**TASK DESCRIPTION:** Each entry below is to be extracted exactly.

━━━━━ INFORMATION SHOWN

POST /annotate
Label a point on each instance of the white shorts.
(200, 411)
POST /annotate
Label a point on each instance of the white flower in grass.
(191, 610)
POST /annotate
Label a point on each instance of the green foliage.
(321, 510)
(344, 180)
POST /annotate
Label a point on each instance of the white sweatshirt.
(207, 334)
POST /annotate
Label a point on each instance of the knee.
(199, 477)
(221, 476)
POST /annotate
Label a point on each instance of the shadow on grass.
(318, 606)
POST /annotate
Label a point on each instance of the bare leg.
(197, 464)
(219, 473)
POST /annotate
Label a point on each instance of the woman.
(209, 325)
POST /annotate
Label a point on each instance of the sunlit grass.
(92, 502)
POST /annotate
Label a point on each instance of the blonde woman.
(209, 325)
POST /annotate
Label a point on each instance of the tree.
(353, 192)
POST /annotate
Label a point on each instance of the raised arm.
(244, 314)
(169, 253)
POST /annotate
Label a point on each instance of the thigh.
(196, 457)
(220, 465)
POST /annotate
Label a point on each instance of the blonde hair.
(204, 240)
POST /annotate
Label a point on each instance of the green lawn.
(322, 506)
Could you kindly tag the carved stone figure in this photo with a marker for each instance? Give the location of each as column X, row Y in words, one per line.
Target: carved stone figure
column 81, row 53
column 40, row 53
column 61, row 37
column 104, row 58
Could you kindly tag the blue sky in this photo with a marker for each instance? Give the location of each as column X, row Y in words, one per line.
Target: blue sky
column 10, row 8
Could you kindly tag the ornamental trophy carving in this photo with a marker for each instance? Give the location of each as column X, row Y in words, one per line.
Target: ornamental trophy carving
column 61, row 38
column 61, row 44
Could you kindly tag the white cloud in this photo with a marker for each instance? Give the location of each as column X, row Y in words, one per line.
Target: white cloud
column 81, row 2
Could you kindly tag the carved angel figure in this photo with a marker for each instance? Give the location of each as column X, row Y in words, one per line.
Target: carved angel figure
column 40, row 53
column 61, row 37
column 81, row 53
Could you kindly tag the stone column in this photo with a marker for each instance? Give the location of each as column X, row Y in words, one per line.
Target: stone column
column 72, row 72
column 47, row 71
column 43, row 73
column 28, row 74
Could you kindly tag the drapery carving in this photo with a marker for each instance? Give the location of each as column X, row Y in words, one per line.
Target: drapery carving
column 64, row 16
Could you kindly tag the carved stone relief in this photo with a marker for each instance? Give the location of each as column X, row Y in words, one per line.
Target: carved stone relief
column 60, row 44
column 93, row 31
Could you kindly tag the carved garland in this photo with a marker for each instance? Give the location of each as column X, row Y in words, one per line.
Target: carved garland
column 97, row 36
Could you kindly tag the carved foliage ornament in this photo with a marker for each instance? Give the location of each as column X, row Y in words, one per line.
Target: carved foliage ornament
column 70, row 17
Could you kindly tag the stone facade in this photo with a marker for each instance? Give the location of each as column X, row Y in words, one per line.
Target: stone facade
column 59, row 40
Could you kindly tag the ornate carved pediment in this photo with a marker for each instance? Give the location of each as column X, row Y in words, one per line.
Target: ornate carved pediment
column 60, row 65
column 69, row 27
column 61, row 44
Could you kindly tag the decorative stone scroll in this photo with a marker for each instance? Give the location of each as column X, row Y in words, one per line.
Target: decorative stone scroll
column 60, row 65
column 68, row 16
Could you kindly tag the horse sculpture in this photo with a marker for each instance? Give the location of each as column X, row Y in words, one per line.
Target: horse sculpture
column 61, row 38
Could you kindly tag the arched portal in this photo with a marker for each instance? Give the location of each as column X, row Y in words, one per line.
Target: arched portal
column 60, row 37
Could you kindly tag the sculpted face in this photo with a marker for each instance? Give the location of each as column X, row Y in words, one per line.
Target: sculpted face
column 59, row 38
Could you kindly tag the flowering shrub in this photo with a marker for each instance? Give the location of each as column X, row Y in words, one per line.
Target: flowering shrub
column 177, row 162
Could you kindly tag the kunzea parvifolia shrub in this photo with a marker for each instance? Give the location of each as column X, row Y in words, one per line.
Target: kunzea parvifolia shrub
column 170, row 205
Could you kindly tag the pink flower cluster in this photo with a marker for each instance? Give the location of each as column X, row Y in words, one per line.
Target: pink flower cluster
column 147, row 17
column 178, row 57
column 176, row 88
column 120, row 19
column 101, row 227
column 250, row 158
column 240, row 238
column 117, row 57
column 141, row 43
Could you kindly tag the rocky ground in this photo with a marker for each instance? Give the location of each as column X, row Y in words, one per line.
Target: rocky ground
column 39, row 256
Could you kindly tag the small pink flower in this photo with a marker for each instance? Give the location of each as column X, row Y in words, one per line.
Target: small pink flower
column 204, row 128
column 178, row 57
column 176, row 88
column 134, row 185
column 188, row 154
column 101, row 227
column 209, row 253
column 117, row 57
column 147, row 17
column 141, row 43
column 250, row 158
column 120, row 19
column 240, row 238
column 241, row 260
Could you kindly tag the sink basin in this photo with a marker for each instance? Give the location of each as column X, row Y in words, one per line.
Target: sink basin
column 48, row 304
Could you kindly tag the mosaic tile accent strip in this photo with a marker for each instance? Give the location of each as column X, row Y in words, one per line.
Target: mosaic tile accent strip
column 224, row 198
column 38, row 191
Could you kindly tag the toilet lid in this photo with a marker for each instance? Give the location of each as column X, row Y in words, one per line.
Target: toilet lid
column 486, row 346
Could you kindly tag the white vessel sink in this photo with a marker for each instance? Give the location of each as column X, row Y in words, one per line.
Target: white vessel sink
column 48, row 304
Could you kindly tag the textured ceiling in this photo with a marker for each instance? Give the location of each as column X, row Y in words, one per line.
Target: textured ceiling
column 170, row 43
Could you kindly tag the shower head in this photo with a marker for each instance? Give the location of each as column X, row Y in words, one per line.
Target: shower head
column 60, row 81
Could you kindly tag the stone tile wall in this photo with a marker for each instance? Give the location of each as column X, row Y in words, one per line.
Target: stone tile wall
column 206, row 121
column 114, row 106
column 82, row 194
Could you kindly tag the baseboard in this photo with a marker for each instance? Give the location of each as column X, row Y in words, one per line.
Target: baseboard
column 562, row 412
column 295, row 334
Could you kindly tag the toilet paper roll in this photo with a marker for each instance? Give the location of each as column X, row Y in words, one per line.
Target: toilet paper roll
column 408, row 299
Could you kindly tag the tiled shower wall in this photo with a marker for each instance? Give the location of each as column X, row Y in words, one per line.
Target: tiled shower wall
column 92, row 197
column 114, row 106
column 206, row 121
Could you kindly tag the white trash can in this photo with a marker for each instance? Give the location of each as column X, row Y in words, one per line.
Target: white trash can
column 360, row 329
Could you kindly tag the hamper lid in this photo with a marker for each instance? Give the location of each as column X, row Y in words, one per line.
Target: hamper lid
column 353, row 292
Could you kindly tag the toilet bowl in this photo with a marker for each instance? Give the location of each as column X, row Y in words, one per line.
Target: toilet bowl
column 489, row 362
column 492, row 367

━━━━━━━━━━

**TASK ANSWER:**
POST /annotate
Label a point on each instance of the white shorts.
(200, 411)
POST /annotate
Label a point on each instance of the white flower in grass.
(191, 610)
POST /annotate
Label a point on each instance of the green foliage.
(321, 510)
(344, 180)
POST /annotate
Label a point on each instance of the white sweatshirt.
(207, 334)
POST /annotate
Label a point on each instance of the knee.
(199, 477)
(221, 476)
POST /annotate
Label a point on each instance of the shadow on grass.
(318, 606)
POST /annotate
Label a point on each instance of the bare leg.
(197, 464)
(219, 473)
POST /annotate
Label a point on each instance of the woman.
(209, 325)
POST /annotate
Label a point on each instance of the sunlit grass.
(92, 502)
POST /annotate
Label a point on each instance of the blonde woman.
(209, 325)
POST /annotate
Label a point on each instance of the tree.
(353, 192)
POST /annotate
Label a point on each instance of the raised arm.
(244, 314)
(169, 253)
POST /annotate
Label a point on each instance of the thigh.
(196, 457)
(220, 465)
POST /annotate
Label a point on each instance of the blonde hair.
(204, 240)
POST /annotate
Label a point on each instance of the green lawn.
(322, 506)
Could you kindly tag the carved stone figure in this photo with a marker for each instance? Give the location of each as column X, row Y in words, one per line.
Target: carved stone figure
column 81, row 53
column 40, row 53
column 61, row 37
column 104, row 58
Could you kindly tag the blue sky in this photo with a marker for each instance? Give the location of each as column X, row Y in words, one per line.
Target: blue sky
column 10, row 8
Could you kindly tag the ornamental trophy carving in this photo with a marker for each instance? Give the location of each as column X, row Y in words, one per line.
Target: ornamental trophy carving
column 61, row 38
column 61, row 44
Could you kindly tag the white cloud in this photo with a marker for each instance? Give the location of each as column X, row Y in words, one per line.
Target: white cloud
column 81, row 2
Could you kindly tag the carved angel figure in this photo with a marker for each instance? Give the location of each as column X, row Y in words, one per line.
Target: carved angel figure
column 40, row 53
column 61, row 37
column 81, row 53
Could you kindly tag the stone column in this photo with a marker for each instance? Give the location of each as column X, row Y in words, one per line.
Target: stone column
column 72, row 72
column 47, row 71
column 43, row 73
column 28, row 74
Could you kindly tag the drapery carving in this photo with a marker for each instance? Give the location of each as column X, row Y in words, one per line.
Target: drapery carving
column 64, row 16
Could you kindly tag the carved stone relief in this photo with a marker for each instance? Give the location of each as column X, row Y in words, one per line.
Target: carved stone relief
column 60, row 44
column 93, row 31
Could you kindly tag the carved garland in this photo with a marker for each instance? Give the location of each as column X, row Y in words, one per line.
Target: carved garland
column 97, row 36
Could you kindly tag the carved foliage ornament in this photo with a marker for each instance? Give the location of each as column X, row Y in words, one per line.
Target: carved foliage ornament
column 70, row 17
Could you kindly tag the stone facade in this photo with a marker for each instance? Give the location of each as column X, row Y in words, one per line.
Target: stone facade
column 59, row 40
Could you kindly tag the ornate carved pediment in this photo with a marker for each instance? Give the location of each as column X, row Y in words, one per line.
Target: ornate carved pediment
column 60, row 65
column 69, row 27
column 61, row 44
Could you kindly tag the decorative stone scroll in this photo with a marker for each instance? Give the location of each as column X, row Y in words, one per line.
Target: decorative stone scroll
column 60, row 65
column 68, row 16
Could you kindly tag the horse sculpture in this photo with a marker for each instance? Give the location of each as column X, row Y in words, one per line.
Target: horse sculpture
column 61, row 38
Could you kindly tag the arched portal in this photo with a marker for each instance? Give the location of each as column X, row Y in words, one per line.
Target: arched portal
column 60, row 37
Could you kindly tag the sculpted face in this photo with a marker for each instance? Give the location of each as column X, row Y in words, one per line.
Target: sculpted face
column 59, row 38
Could you kindly tag the flowering shrub in this photo with a marker for each instance? Give the location of each as column X, row Y in words, one per line.
Target: flowering shrub
column 177, row 162
Could you kindly tag the kunzea parvifolia shrub in this photo with a marker for each instance? Give the location of each as column X, row Y in words, one per line.
Target: kunzea parvifolia shrub
column 170, row 205
Could you kindly tag the pink flower cluster in this photo with a marker for each instance? Give the location of each as column X, row Y in words, one per line.
Target: pink flower cluster
column 147, row 17
column 178, row 57
column 176, row 88
column 120, row 19
column 101, row 227
column 250, row 158
column 240, row 238
column 117, row 57
column 141, row 43
Could you kindly tag the rocky ground in this photo with a marker for each instance? Give the location of each as column X, row Y in words, one per line.
Target: rocky ground
column 39, row 256
Could you kindly tag the small pink flower in this photo with a marker for each instance? Give the location of each as column X, row Y in words, one per line.
Target: small pink flower
column 204, row 128
column 178, row 57
column 176, row 88
column 134, row 185
column 188, row 154
column 101, row 227
column 209, row 253
column 117, row 57
column 147, row 17
column 141, row 43
column 250, row 158
column 120, row 19
column 240, row 238
column 241, row 260
Could you kindly tag the sink basin in this photo with a marker for each instance? Give the location of each as column X, row Y in words, one per line.
Target: sink basin
column 48, row 304
Could you kindly tag the mosaic tile accent strip in this photo with a marker for each instance? Give the location of each as column X, row Y in words, one per line.
Target: mosaic tile accent strip
column 224, row 198
column 38, row 191
Could you kindly tag the toilet lid in this photo with a marker for each instance? Give the location of each as column X, row Y in words, one per line.
Target: toilet lid
column 486, row 346
Could you kindly tag the white vessel sink in this photo with a marker for each instance? Give the location of each as column X, row Y in words, one per line.
Target: white vessel sink
column 48, row 304
Could you kindly tag the textured ceiling in this photo with a marker for each instance? Give the location of each as column X, row Y in words, one per line.
Target: textured ceiling
column 170, row 43
Could you kindly tag the shower head in this photo with a marker for each instance? Give the location of each as column X, row Y in words, one per line.
Target: shower head
column 60, row 81
Could you kindly tag the stone tile wall in this photo with a marker for each instance? Give the location of each as column X, row Y in words, one per line.
Target: stone tile wall
column 206, row 121
column 114, row 106
column 82, row 194
Could you kindly tag the baseboard in this photo with a marker for each instance? Give the location of each as column X, row Y in words, one per line.
Target: baseboard
column 562, row 412
column 295, row 334
Could you kindly tag the toilet paper roll in this photo with a marker for each instance? Give the location of each as column X, row Y in words, one per line.
Target: toilet paper roll
column 408, row 299
Could you kindly tag the tiled shower wall in this photo with a marker for each instance? Give the location of each as column X, row Y in words, one per line.
Target: tiled shower wall
column 92, row 197
column 114, row 106
column 206, row 121
Could you kindly tag the white trash can in this photo with a marker for each instance? Give the location of each as column X, row Y in words, one per line.
Target: white trash can
column 360, row 329
Could you kindly tag the hamper lid in this photo with a marker for each instance? Give the location of each as column X, row Y in words, one per line.
Target: hamper lid
column 353, row 292
Could you kindly tag the toilet bowl in this photo with a marker for each instance? Give the location of each as column X, row Y in words, one per line.
Target: toilet bowl
column 489, row 362
column 492, row 367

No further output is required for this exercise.